Can you reproduce every one of the records below word for word, from the first line through the last?

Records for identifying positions
══════════
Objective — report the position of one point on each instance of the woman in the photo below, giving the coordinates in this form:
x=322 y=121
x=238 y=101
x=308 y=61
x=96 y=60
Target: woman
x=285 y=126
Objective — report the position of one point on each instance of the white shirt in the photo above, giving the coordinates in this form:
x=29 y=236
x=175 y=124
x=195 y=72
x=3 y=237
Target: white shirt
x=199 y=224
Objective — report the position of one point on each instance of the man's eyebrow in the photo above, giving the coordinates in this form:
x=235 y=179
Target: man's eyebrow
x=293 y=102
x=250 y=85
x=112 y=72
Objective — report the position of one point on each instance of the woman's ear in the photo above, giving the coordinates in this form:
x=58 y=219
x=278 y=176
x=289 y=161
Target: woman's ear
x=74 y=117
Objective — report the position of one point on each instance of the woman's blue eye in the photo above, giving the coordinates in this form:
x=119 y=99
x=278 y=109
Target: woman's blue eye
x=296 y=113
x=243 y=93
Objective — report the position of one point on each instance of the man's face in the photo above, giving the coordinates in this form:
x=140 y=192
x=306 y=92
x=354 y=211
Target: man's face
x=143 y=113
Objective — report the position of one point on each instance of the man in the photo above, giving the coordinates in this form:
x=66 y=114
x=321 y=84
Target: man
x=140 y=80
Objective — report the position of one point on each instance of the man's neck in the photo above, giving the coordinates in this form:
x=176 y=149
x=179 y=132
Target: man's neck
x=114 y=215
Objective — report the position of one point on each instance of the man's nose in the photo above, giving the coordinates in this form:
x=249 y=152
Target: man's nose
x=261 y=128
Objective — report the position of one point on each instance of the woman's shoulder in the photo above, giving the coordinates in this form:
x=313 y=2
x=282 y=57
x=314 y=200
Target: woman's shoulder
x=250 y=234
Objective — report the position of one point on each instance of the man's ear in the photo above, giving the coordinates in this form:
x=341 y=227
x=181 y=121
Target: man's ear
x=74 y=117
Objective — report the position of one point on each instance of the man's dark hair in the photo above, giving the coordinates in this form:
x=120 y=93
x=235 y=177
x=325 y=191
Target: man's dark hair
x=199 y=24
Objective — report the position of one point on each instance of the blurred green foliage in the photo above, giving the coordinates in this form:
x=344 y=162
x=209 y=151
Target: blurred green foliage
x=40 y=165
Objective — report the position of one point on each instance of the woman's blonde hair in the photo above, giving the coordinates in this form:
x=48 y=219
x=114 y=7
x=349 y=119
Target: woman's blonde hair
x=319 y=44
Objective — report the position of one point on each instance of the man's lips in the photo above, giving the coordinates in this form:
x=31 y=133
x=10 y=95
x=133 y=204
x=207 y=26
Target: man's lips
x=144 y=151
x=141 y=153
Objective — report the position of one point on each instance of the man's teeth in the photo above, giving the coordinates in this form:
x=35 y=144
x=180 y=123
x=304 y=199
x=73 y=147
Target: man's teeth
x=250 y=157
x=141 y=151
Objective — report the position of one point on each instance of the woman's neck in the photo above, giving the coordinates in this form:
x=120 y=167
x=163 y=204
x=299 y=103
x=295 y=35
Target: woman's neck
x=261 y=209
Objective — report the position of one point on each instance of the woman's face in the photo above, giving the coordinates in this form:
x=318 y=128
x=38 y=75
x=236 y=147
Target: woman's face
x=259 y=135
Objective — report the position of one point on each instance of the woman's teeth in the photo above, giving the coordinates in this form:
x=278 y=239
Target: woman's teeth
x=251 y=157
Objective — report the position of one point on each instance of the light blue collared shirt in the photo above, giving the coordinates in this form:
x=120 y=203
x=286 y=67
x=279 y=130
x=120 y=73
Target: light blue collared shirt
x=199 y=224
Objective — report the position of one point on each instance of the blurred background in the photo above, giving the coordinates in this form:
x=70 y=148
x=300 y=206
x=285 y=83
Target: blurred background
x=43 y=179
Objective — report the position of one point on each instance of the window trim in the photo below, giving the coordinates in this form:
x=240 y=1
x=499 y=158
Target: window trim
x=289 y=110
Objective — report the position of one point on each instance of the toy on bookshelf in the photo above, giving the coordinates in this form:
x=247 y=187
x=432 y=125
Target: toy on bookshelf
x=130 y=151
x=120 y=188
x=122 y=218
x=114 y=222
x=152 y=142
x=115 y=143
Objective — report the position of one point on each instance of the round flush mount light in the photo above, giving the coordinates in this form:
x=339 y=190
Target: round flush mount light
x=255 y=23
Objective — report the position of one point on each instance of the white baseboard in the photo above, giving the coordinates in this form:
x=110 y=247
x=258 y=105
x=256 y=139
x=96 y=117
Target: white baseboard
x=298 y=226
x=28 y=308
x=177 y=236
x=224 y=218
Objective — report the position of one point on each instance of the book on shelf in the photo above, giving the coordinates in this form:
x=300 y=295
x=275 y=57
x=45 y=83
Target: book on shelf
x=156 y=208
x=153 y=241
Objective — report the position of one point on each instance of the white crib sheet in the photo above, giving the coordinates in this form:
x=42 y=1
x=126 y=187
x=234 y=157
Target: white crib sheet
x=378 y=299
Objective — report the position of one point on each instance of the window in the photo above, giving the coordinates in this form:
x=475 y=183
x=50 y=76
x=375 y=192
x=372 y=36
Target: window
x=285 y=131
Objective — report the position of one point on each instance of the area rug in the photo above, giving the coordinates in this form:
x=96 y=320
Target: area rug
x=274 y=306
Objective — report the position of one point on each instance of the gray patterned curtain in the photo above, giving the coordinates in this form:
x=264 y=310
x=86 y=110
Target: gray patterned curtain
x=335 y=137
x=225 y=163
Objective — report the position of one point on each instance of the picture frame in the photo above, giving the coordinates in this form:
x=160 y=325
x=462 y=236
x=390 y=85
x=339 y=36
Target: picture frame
══════════
Final answer
Objective — report the position of one point on each instance of the woman in the photo below, giving the coordinates in this form:
x=322 y=121
x=238 y=101
x=308 y=61
x=96 y=60
Target: woman
x=285 y=126
Objective — report the position of one point on each instance of the white shirt in the photo above, giving the coordinates in this form:
x=29 y=236
x=175 y=124
x=195 y=72
x=3 y=237
Target: white shirt
x=199 y=224
Objective — report the position of one point on each instance of the man's eyebrow in the photo above, giving the coordinates in this form:
x=235 y=179
Target: man's eyebrow
x=293 y=102
x=250 y=85
x=112 y=72
Objective — report the position of one point on each instance of the woman's ear in the photo above, giving the coordinates in this form:
x=58 y=219
x=278 y=176
x=289 y=161
Target: woman's ear
x=74 y=117
Objective — report the position of one point on each instance of the woman's blue eye in the photo above, giving the coordinates in this form:
x=119 y=99
x=278 y=109
Target: woman's blue eye
x=296 y=113
x=243 y=93
Objective — report the position of one point on each instance of the man's face in the photo above, giving the coordinates in this form:
x=140 y=192
x=306 y=92
x=354 y=211
Target: man's face
x=143 y=113
Objective — report the position of one point on each instance of the man in the photo above, giving the coordinates in this form:
x=66 y=114
x=321 y=84
Target: man
x=140 y=80
Objective — report the position of one point on each instance of the man's neck in the photo above, giving the coordinates in this form:
x=176 y=149
x=179 y=132
Target: man's neck
x=114 y=215
Objective — report the position of one point on each instance of the man's nose in the photo above, giving the coordinates in this form:
x=249 y=152
Target: man's nose
x=261 y=128
Objective — report the position of one point on each instance of the woman's shoulder in the photo above, giving the coordinates in this form:
x=313 y=2
x=282 y=57
x=314 y=200
Target: woman's shoulder
x=250 y=234
Objective — report the position of one point on each instance of the man's ear in the photo above, giving the coordinates in this form:
x=341 y=227
x=181 y=121
Target: man's ear
x=74 y=117
Objective — report the position of one point on each instance of the man's dark hair in the photo above, giving the coordinates in this form:
x=120 y=93
x=235 y=177
x=325 y=191
Target: man's dark hair
x=199 y=24
Objective — report the position of one point on each instance of the blurred green foliage in the photo above, giving the coordinates in this form:
x=344 y=162
x=209 y=151
Target: blurred green foliage
x=40 y=165
Objective — report the position of one point on each instance of the woman's blonde hair in the photo above, giving the coordinates in this form:
x=48 y=219
x=114 y=7
x=349 y=119
Target: woman's blonde hair
x=319 y=44
Objective — report the position of one point on each instance of the man's lips in the photo above, giving the coordinates in this form:
x=31 y=133
x=10 y=95
x=133 y=204
x=207 y=26
Target: man's lips
x=144 y=151
x=141 y=153
Objective — report the position of one point on each instance of the man's teeth in the photo above, giving the coordinates in this form:
x=35 y=144
x=180 y=123
x=304 y=199
x=73 y=147
Target: man's teeth
x=250 y=157
x=141 y=151
Objective — report the position of one point on each instance of the woman's neck in the photo above, giving the coordinates in this form:
x=120 y=167
x=163 y=204
x=299 y=103
x=295 y=35
Target: woman's neck
x=261 y=209
Objective — report the position of one point on each instance of the woman's face in the photo above, giving the coordinates in this form:
x=318 y=128
x=38 y=75
x=236 y=147
Target: woman's face
x=259 y=135
Objective — report the position of one point on each instance of the woman's teeth in the photo above, giving the coordinates in this form:
x=278 y=239
Target: woman's teeth
x=251 y=157
Objective — report the position of one point on each instance of the light blue collared shirt in the photo above, giving the coordinates in this form:
x=120 y=203
x=286 y=67
x=279 y=130
x=120 y=73
Target: light blue collared shirt
x=199 y=224
Objective — report the position of one point on each instance of the blurred background in the photo above, giving the coordinates in this form:
x=70 y=148
x=300 y=206
x=285 y=83
Target: blurred background
x=43 y=179
Objective — report the position of one point on each instance of the window trim in the photo below, giving the coordinates in this form:
x=240 y=1
x=499 y=158
Target: window trim
x=289 y=110
Objective — report the position of one point on each instance of the toy on bookshelf in the photo above, giving the coordinates in this form:
x=247 y=187
x=432 y=125
Target: toy on bookshelf
x=130 y=151
x=120 y=188
x=122 y=218
x=114 y=222
x=152 y=142
x=115 y=143
Objective — report the position of one point on each instance of the round flush mount light in the photo above, giving the coordinates in this form:
x=339 y=190
Target: round flush mount light
x=255 y=23
Objective — report the position of one point on each instance of the white baseboard in the photo above, giving the coordinates in this form:
x=110 y=247
x=258 y=105
x=256 y=139
x=96 y=117
Target: white baseboard
x=298 y=226
x=28 y=308
x=177 y=236
x=224 y=218
Objective — report the position of one point on each instance of the book on shelf in the photo above, giving the coordinates in this form:
x=300 y=295
x=275 y=57
x=45 y=83
Target: book on shelf
x=156 y=208
x=153 y=241
Objective — report the position of one point on each instance of the white crib sheet in the photo above, giving the coordinates in this form:
x=42 y=1
x=126 y=187
x=234 y=157
Target: white crib sheet
x=378 y=299
Objective — report the position of one point on each instance of the window in the photo above, giving the coordinates in this form:
x=475 y=183
x=50 y=76
x=375 y=192
x=372 y=36
Target: window
x=285 y=131
Objective — report the position of one point on each instance of the area rug in the photo above, giving the coordinates in this form:
x=96 y=320
Target: area rug
x=274 y=306
Objective — report the position of one point on each instance of the gray patterned curtain in the photo above, giving the coordinates in this form:
x=264 y=310
x=86 y=110
Target: gray patterned curtain
x=335 y=137
x=225 y=163
Objective — report the position of one point on each instance of the picture frame in the photo above, giving the coordinates in this form:
x=160 y=325
x=462 y=236
x=390 y=85
x=339 y=36
Target: picture frame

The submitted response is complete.